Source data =

---+---

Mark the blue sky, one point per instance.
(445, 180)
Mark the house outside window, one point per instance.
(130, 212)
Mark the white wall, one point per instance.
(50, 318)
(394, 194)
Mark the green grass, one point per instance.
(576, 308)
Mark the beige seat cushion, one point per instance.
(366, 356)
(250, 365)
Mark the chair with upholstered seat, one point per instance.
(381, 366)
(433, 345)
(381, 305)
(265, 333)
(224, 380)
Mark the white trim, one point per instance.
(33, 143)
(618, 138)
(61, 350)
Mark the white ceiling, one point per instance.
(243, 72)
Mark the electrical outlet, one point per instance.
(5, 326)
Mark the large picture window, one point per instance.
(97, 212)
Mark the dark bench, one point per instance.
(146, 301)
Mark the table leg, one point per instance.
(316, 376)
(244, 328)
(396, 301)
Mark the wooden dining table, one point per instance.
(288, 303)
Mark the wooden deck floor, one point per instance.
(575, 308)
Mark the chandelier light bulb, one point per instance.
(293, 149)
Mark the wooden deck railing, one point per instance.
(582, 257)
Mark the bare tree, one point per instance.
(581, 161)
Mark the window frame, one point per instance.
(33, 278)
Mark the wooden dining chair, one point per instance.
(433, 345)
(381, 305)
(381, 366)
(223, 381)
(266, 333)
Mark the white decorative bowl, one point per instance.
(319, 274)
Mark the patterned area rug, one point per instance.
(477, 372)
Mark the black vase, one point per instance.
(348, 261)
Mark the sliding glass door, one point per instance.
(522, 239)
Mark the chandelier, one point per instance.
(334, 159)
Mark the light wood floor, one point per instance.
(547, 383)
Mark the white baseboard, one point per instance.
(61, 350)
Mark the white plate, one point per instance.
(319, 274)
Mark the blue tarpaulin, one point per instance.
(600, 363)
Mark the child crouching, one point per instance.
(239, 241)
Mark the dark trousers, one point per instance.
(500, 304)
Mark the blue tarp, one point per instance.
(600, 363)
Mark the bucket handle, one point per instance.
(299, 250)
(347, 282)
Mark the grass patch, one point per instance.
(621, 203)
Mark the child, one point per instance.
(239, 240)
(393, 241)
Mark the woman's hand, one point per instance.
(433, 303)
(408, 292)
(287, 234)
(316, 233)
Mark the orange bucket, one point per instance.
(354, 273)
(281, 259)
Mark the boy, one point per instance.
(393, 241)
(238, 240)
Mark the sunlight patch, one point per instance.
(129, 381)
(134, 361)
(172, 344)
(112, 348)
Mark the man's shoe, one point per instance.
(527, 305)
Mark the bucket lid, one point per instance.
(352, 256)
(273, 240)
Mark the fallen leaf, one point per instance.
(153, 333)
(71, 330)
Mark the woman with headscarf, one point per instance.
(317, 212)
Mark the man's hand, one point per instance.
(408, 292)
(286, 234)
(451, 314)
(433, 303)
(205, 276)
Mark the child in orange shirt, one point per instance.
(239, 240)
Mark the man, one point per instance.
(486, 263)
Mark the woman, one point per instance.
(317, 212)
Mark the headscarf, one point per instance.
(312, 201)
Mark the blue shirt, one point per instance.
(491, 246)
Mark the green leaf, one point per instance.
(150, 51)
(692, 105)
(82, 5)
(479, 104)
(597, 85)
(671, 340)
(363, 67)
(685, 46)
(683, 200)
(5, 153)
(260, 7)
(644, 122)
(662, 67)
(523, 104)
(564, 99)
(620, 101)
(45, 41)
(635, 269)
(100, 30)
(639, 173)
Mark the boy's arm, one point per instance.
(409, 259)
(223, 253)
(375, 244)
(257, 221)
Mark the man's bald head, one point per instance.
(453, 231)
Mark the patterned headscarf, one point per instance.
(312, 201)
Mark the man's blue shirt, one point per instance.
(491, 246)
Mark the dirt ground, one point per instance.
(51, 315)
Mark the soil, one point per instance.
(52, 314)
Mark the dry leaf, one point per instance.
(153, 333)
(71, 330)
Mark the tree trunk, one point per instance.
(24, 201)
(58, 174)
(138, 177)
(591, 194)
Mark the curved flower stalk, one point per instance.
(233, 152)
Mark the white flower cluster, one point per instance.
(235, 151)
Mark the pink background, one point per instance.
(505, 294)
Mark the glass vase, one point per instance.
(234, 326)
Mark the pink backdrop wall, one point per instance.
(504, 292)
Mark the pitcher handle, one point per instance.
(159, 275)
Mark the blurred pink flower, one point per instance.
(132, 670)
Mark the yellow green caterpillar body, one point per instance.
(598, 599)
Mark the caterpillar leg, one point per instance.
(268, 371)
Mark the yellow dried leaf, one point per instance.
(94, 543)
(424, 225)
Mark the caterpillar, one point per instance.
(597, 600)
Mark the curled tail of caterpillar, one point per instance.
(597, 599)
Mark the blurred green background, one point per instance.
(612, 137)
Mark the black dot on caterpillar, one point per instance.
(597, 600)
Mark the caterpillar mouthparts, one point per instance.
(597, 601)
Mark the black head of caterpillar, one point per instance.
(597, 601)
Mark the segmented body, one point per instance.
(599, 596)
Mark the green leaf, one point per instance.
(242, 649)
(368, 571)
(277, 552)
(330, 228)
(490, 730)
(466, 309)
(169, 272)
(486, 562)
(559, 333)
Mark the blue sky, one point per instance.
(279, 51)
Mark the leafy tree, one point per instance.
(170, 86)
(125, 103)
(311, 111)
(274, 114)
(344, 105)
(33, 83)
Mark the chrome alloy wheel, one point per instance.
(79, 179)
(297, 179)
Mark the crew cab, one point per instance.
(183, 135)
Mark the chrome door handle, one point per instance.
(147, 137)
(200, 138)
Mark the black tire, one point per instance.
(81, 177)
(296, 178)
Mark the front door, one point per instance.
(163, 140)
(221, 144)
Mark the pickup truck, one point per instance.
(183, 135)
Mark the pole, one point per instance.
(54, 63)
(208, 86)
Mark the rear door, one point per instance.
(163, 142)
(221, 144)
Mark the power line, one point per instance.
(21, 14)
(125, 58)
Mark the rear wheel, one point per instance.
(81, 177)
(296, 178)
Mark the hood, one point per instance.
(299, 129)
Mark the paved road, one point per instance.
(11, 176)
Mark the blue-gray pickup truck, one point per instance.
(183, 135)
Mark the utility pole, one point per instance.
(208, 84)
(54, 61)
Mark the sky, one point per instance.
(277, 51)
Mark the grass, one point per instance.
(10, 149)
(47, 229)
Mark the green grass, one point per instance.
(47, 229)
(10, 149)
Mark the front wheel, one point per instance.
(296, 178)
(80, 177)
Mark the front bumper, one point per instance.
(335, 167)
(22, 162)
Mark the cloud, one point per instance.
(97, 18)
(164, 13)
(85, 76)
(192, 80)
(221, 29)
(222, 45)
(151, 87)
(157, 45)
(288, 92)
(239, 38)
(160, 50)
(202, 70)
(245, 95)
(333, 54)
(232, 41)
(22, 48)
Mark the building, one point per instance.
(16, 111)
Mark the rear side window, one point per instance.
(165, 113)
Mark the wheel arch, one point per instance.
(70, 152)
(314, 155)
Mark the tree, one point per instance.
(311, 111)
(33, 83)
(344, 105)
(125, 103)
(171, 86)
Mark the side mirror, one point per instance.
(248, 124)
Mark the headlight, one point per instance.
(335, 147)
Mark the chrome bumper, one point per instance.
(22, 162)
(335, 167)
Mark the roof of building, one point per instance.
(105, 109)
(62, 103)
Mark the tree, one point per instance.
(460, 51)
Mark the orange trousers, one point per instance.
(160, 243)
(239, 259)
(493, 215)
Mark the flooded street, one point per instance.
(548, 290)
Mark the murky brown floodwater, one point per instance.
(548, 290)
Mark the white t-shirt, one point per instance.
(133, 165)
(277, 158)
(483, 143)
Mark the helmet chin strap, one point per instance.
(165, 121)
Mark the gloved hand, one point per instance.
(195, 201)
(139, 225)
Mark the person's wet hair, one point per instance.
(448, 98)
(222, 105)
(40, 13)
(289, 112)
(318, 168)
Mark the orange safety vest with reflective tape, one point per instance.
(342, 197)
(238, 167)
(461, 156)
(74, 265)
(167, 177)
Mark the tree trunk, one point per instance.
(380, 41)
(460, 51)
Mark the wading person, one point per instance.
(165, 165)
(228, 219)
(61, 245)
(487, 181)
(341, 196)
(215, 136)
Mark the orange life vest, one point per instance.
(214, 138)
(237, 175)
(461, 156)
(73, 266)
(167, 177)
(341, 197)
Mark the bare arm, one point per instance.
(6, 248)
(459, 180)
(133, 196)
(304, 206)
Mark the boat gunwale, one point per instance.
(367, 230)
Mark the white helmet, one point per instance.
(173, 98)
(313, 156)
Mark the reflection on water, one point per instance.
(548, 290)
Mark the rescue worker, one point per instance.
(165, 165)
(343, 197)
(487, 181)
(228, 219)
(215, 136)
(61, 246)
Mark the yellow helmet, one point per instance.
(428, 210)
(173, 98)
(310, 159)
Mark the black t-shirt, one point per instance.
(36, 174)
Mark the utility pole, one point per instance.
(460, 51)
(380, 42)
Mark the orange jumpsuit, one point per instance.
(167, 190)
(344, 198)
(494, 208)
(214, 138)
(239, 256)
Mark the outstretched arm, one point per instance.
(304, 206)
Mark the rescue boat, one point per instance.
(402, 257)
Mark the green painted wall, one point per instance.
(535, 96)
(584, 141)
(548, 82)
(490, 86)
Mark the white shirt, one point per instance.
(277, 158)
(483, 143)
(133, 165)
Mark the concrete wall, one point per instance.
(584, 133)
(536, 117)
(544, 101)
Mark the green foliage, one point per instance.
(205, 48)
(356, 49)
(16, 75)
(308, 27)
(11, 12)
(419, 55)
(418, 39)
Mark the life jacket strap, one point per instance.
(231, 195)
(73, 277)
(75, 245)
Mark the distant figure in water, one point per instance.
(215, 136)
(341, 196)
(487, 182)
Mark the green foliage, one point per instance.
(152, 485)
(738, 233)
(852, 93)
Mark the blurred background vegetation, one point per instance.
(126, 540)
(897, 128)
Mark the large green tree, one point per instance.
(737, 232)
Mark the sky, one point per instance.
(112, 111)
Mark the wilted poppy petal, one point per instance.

---+---

Please return, line for line and unchanged, the entries that begin at the line containing "Mark the distant" and run through the end of the entries, with both ends included and no other lines.

Mark the distant figure in water, one point per instance.
(215, 136)
(341, 196)
(487, 182)
Mark the green foliage, one point per instance.
(152, 485)
(738, 233)
(852, 93)
Mark the blurred background vegetation, one point per instance.
(126, 540)
(897, 128)
Mark the large green tree, one point per instance.
(737, 232)
Mark the sky, one point per instance.
(112, 111)
Mark the wilted poppy petal, one point per instance.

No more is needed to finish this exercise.